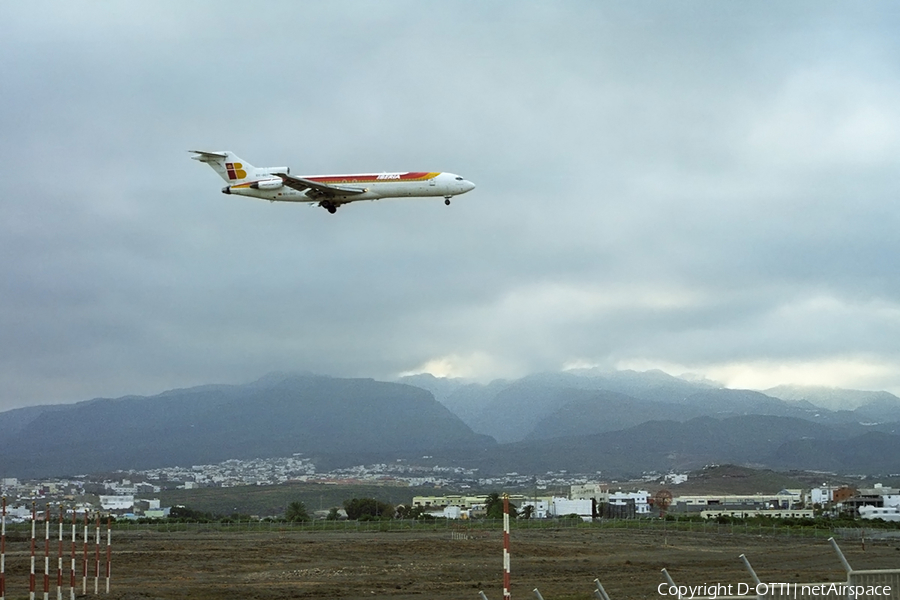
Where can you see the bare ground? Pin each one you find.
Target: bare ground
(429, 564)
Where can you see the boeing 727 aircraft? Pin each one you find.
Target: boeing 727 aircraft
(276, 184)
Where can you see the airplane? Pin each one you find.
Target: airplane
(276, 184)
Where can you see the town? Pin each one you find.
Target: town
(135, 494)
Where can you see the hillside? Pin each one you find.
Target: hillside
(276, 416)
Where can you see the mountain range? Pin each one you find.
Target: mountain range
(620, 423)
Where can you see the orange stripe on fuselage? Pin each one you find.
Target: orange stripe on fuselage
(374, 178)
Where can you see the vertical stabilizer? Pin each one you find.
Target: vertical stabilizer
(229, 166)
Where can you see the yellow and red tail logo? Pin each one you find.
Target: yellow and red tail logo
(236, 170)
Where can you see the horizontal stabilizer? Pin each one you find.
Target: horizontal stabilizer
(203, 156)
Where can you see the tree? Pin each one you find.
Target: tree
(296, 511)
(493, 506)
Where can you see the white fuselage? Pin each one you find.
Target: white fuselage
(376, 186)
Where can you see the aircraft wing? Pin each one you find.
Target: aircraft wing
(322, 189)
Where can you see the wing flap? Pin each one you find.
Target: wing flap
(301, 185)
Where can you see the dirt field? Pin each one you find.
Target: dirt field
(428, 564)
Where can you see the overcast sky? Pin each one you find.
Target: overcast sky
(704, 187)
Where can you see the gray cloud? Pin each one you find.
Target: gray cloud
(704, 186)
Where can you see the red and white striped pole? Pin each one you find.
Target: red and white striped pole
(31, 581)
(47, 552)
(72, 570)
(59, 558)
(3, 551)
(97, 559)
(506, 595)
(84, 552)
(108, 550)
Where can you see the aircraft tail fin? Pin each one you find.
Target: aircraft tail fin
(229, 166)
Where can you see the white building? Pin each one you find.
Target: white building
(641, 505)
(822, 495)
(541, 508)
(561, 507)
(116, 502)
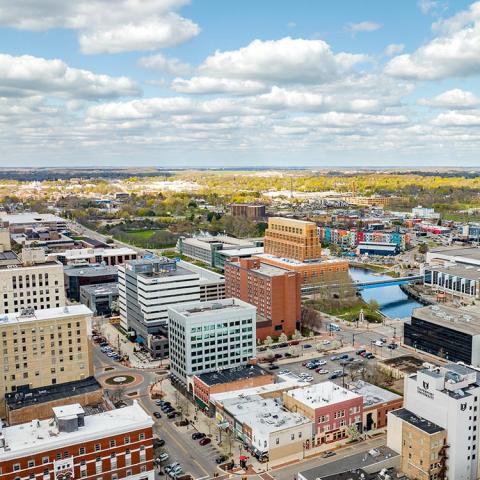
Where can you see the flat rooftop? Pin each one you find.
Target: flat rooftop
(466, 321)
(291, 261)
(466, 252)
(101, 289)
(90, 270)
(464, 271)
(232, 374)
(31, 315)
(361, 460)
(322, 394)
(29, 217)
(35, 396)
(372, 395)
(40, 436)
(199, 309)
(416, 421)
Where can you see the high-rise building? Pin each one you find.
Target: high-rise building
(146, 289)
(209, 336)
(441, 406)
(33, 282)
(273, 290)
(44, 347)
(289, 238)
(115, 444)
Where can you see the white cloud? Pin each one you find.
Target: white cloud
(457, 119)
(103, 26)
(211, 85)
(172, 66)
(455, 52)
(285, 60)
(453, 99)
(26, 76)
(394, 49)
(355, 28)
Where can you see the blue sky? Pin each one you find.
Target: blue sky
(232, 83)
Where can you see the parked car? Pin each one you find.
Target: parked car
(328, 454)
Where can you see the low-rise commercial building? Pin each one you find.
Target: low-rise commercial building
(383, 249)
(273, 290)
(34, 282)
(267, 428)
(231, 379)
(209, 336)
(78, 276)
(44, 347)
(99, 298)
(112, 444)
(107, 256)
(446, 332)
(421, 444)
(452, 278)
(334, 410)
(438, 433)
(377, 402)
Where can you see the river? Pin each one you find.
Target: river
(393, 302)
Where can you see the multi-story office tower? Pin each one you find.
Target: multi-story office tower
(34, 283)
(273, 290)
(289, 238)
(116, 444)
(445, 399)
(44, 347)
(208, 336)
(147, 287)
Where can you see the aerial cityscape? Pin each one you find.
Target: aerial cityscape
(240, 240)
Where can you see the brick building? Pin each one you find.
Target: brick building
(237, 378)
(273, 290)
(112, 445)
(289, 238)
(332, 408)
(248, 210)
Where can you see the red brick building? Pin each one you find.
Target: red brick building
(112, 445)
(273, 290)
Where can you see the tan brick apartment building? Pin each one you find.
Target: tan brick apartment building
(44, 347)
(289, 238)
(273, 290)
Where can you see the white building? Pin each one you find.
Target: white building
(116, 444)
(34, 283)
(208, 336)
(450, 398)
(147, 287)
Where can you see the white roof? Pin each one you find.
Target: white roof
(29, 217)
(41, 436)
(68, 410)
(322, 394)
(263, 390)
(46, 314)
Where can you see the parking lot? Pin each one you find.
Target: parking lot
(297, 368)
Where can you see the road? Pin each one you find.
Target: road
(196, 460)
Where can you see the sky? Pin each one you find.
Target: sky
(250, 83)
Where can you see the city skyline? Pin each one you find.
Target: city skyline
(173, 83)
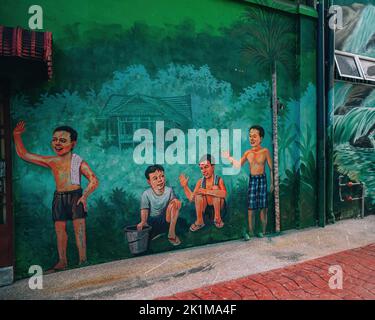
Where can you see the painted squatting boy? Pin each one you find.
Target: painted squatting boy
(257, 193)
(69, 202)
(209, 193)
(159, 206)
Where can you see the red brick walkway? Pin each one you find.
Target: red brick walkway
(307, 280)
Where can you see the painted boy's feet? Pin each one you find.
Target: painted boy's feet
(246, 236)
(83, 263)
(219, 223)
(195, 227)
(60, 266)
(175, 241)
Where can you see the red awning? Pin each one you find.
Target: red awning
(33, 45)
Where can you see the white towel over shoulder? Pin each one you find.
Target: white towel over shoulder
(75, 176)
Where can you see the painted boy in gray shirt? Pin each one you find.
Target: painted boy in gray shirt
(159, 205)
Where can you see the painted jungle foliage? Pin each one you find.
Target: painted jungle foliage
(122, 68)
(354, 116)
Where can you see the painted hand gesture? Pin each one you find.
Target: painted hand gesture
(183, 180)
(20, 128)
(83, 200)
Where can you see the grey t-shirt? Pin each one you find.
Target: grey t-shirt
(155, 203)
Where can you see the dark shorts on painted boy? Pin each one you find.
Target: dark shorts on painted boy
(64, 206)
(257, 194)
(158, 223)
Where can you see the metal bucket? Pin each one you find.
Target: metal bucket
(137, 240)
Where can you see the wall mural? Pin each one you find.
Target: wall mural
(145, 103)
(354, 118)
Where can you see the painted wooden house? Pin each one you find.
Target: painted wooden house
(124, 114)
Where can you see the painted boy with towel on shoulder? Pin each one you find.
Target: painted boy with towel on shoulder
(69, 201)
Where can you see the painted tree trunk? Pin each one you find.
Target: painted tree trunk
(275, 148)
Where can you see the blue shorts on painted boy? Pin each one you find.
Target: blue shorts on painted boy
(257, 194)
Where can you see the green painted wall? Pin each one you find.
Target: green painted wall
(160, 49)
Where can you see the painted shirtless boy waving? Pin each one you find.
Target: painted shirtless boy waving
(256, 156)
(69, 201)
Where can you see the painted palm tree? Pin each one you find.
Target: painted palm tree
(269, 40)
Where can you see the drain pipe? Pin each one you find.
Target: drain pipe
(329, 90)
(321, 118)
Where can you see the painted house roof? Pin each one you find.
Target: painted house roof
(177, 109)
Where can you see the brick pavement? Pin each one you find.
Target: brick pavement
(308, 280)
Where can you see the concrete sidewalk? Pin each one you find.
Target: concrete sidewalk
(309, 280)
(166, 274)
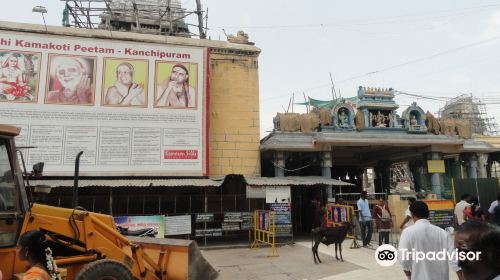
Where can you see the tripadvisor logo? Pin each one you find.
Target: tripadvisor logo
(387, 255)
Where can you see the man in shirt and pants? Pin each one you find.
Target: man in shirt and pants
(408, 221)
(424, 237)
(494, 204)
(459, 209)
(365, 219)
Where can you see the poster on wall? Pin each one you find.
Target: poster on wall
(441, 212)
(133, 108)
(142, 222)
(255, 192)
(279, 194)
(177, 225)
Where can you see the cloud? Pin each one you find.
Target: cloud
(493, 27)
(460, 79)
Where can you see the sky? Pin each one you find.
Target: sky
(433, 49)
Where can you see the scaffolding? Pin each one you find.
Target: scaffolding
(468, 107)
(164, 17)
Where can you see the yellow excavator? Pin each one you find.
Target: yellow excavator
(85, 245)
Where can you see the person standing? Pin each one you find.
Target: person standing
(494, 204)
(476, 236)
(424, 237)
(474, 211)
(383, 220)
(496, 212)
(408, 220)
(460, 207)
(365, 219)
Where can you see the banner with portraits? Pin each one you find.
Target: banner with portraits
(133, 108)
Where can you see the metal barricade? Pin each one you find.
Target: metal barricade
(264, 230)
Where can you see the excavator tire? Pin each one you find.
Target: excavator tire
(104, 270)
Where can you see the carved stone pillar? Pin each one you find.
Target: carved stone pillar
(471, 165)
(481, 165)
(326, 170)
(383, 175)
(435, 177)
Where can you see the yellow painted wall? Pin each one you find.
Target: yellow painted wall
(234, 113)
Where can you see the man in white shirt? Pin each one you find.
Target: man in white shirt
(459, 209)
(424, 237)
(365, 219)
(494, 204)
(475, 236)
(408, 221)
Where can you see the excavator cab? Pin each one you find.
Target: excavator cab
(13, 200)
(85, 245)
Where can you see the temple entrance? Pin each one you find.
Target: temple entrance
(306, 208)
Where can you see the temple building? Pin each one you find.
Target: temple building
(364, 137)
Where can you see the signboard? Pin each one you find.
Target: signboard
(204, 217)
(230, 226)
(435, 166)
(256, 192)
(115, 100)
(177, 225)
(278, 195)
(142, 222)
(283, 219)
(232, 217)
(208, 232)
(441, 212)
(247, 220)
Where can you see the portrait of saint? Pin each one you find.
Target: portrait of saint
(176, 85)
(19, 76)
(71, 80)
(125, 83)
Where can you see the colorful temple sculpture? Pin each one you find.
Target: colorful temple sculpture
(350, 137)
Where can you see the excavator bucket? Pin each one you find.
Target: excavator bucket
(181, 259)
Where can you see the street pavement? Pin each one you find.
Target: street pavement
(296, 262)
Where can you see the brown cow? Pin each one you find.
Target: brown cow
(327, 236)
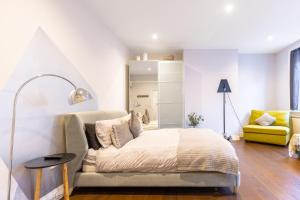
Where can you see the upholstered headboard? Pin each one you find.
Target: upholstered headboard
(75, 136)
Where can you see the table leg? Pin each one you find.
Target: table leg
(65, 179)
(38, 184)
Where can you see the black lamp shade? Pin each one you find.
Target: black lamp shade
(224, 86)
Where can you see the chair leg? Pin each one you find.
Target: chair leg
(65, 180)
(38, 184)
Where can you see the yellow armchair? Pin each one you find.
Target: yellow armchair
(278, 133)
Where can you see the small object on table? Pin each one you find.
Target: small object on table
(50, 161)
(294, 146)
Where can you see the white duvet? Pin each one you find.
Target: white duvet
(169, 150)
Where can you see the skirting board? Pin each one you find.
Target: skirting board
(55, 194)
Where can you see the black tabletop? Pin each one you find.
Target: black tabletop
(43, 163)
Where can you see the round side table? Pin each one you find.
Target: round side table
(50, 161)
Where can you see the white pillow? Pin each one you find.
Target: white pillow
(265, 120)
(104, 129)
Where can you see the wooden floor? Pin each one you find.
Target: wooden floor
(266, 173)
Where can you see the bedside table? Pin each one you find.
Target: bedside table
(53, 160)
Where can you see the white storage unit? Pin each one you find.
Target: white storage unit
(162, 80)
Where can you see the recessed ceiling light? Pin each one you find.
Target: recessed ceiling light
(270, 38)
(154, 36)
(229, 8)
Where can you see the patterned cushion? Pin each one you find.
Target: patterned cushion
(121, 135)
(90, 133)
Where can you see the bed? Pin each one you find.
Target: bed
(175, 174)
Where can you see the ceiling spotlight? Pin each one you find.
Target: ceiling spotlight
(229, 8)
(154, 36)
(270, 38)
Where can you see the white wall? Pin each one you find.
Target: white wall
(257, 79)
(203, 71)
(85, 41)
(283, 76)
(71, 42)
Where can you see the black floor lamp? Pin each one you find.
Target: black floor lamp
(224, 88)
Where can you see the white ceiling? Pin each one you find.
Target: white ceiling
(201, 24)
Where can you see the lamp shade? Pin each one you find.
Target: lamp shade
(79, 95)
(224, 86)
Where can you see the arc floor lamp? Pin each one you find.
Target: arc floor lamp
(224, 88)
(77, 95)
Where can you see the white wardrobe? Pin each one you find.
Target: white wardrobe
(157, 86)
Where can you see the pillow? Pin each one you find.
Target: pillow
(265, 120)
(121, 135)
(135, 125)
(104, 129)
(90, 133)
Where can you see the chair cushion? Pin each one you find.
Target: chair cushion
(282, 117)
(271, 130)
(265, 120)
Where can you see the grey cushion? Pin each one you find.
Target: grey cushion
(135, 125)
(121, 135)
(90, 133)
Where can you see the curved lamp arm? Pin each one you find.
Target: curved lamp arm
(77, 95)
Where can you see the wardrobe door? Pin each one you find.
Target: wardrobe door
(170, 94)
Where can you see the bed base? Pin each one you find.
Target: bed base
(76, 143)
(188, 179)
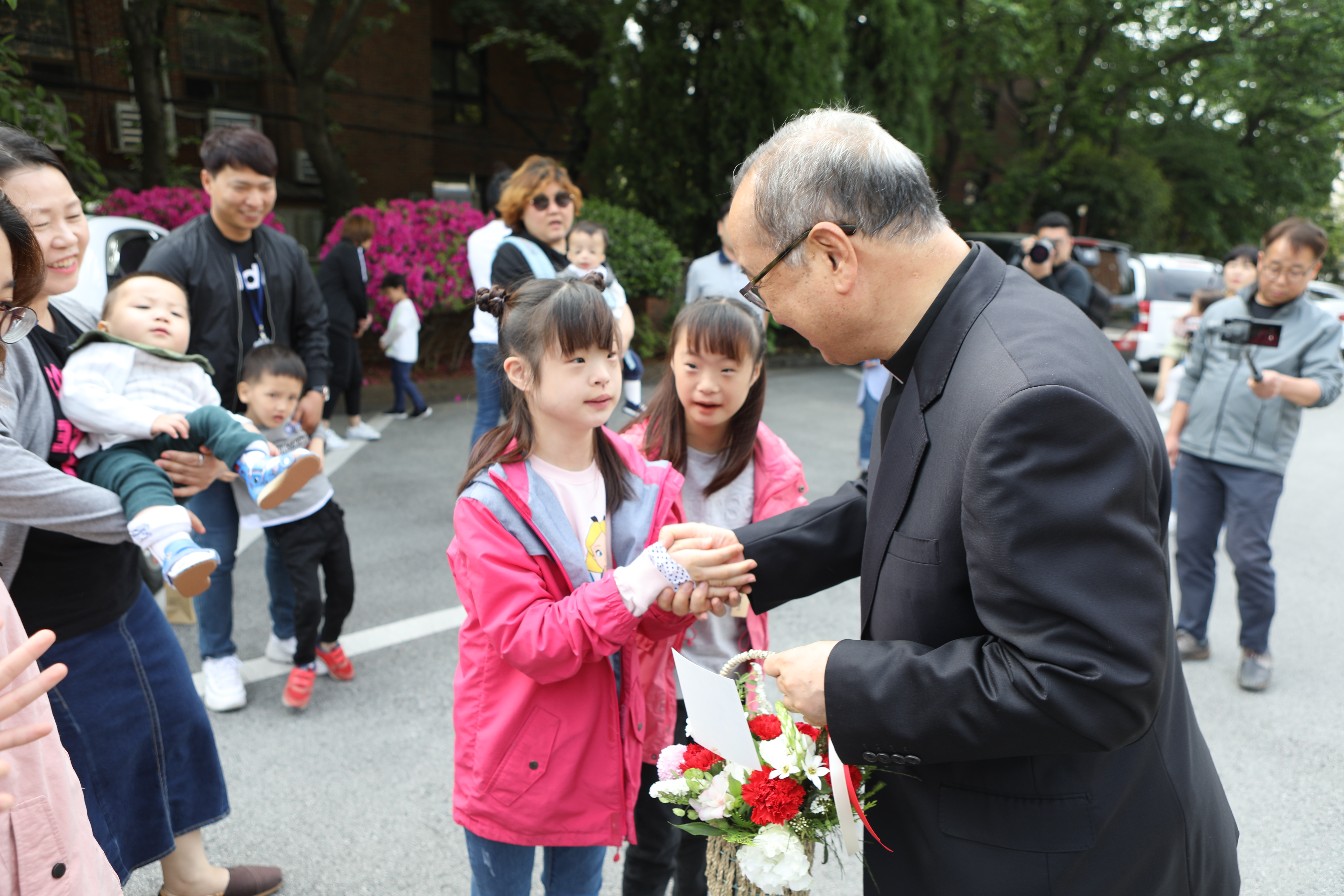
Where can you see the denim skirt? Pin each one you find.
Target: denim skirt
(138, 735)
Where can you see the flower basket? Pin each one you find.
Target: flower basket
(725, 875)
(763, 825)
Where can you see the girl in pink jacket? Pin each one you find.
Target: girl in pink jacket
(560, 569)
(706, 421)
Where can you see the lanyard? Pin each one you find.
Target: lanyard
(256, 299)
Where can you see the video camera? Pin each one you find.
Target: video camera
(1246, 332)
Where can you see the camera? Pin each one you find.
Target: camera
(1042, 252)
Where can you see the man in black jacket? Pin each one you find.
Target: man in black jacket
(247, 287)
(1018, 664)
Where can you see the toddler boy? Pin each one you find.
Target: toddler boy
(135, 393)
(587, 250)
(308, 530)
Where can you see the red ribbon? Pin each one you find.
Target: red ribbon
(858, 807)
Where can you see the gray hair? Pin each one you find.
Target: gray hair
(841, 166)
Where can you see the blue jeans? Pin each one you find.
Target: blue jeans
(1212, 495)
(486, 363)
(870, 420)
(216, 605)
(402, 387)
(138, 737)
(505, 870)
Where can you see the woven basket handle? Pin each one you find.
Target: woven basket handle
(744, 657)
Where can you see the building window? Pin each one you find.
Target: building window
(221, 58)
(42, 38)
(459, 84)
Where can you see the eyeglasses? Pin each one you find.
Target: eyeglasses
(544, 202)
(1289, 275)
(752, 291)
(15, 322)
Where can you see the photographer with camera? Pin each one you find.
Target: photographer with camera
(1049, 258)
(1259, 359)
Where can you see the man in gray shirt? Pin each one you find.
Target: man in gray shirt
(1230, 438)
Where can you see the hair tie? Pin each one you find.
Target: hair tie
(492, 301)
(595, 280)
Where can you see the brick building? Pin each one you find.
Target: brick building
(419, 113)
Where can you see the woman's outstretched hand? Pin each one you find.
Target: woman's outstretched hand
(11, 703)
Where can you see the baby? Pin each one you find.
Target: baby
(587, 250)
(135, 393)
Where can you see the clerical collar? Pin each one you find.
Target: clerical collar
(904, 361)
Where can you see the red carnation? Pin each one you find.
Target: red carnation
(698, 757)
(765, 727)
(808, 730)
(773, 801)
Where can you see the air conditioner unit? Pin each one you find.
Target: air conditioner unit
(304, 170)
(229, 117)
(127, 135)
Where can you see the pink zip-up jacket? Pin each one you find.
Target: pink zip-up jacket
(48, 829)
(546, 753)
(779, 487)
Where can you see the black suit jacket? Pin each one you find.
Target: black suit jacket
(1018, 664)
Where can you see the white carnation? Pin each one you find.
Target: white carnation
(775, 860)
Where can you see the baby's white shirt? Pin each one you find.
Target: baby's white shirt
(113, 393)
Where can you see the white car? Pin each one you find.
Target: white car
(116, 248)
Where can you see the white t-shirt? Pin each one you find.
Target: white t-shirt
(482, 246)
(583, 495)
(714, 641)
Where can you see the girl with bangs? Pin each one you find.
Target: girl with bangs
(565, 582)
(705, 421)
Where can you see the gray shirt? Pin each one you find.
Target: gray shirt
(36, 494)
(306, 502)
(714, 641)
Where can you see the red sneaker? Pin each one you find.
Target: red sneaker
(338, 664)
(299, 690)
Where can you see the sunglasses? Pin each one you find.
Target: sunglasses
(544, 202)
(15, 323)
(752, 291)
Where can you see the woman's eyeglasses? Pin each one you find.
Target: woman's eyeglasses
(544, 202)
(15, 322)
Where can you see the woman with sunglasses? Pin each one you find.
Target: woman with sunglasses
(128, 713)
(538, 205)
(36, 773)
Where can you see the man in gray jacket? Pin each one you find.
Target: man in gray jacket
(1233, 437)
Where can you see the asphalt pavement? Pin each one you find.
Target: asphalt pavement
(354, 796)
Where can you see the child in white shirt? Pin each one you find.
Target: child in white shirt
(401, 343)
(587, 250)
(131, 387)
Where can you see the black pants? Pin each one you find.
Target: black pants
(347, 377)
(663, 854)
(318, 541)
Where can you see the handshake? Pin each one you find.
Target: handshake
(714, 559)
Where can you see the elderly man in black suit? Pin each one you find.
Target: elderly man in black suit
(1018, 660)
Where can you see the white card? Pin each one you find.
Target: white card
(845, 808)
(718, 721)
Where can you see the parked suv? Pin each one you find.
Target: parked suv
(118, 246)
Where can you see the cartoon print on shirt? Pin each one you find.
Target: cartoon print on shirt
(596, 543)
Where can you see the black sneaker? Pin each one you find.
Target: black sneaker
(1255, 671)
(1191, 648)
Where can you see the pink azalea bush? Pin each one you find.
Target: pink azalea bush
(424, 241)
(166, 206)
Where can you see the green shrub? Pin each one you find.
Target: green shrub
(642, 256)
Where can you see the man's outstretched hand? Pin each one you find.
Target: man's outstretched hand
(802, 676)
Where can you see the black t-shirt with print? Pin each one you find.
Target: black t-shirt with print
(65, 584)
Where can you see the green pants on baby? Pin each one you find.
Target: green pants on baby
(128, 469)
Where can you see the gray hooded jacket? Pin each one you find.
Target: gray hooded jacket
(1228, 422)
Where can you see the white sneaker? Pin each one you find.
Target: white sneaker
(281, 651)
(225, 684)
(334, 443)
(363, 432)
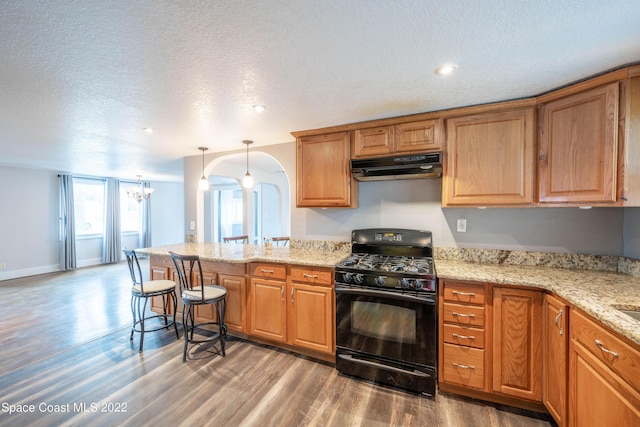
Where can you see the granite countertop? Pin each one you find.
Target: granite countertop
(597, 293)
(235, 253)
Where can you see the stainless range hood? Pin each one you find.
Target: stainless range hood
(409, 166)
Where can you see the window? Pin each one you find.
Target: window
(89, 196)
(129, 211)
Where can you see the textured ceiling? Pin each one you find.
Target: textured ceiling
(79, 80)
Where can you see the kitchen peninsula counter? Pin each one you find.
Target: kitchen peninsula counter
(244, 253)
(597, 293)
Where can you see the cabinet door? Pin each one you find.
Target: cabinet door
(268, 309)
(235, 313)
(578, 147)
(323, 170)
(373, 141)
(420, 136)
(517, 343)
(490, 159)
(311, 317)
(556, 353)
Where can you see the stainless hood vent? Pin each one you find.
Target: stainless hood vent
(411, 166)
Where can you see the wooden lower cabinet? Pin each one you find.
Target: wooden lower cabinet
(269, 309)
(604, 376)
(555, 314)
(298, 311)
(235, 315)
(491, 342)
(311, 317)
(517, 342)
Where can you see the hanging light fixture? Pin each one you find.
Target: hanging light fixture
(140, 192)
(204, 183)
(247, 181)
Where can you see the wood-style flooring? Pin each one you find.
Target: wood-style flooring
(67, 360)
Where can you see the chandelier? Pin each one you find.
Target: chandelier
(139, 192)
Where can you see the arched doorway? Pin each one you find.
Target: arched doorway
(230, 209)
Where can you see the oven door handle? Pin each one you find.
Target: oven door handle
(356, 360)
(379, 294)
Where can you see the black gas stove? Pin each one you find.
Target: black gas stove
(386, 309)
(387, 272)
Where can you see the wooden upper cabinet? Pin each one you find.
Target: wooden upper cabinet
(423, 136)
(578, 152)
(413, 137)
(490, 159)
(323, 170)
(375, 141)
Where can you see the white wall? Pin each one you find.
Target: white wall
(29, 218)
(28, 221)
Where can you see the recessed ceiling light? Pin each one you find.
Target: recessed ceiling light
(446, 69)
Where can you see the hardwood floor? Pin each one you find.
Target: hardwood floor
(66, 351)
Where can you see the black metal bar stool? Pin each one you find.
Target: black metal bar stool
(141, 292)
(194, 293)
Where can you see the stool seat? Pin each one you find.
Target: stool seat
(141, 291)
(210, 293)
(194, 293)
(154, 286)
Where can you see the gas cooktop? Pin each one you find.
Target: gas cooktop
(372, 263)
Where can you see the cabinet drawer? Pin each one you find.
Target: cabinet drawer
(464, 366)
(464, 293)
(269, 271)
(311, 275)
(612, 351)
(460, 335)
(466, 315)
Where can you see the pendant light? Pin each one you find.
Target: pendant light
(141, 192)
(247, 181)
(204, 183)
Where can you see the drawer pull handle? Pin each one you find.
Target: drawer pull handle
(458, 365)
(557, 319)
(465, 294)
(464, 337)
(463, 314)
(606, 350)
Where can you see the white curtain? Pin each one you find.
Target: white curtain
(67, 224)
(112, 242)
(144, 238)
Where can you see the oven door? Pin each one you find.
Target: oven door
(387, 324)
+++
* **What you will do**
Only the lines above starting with the one with "Target: high-rise building" and going through the one with "Where can you see the red brick building?" are to be copied, word for word and with both ends kept.

* **Output**
Target: high-rise building
(146, 289)
(209, 336)
(441, 406)
(33, 282)
(273, 290)
(44, 347)
(289, 238)
(115, 444)
Where can you see the white cloud? Pin each one you find.
Target: white cloud
(457, 119)
(103, 26)
(211, 85)
(172, 66)
(455, 52)
(285, 60)
(453, 99)
(26, 76)
(394, 49)
(355, 28)
Where can you see the blue sky? Pin each one you find.
Target: blue sky
(232, 83)
Where can you see the parked car? Pin each one you find.
Target: parked car
(328, 454)
Where can you see the low-rise commercial building? Pin each one you find.
Target: low-rise commercial building
(383, 249)
(273, 290)
(34, 282)
(267, 428)
(231, 379)
(209, 336)
(78, 276)
(44, 347)
(99, 298)
(112, 444)
(107, 256)
(446, 332)
(421, 444)
(452, 278)
(334, 410)
(438, 433)
(377, 402)
Where can you see the river? Pin each one you find.
Target: river
(393, 302)
Where can you see the multi-story office tower? Pin each one you find.
Target: multi-story office tower
(34, 283)
(273, 290)
(289, 238)
(116, 444)
(445, 399)
(44, 347)
(208, 336)
(147, 287)
Where can you see the aerial cityscape? Pin each one you find.
Target: aerial cityscape
(240, 240)
Where can you see the brick building? Pin each one you find.
Target: brick building
(237, 378)
(273, 290)
(112, 445)
(289, 238)
(332, 408)
(248, 210)
Where can you see the red brick building? Pin each one you find.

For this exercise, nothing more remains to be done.